> **Data rows**:
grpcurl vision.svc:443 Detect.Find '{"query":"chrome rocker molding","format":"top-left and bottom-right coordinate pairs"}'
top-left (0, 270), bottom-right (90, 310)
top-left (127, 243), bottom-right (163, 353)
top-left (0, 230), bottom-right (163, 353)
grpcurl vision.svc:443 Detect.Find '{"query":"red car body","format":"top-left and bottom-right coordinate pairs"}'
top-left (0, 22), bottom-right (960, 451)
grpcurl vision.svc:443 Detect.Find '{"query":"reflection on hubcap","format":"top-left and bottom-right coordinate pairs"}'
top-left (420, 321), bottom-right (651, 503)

...

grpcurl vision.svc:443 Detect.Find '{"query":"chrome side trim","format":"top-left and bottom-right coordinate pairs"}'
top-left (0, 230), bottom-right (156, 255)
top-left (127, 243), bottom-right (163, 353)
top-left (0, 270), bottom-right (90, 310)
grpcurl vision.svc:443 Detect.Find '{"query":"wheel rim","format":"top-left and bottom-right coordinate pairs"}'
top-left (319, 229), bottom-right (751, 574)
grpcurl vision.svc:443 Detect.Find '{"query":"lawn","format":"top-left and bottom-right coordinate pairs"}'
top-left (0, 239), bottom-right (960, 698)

> **Objective**: Count the lines in the entries above that contain the string "chrome". Reply with the number alone.

> **Output for this exercise**: 2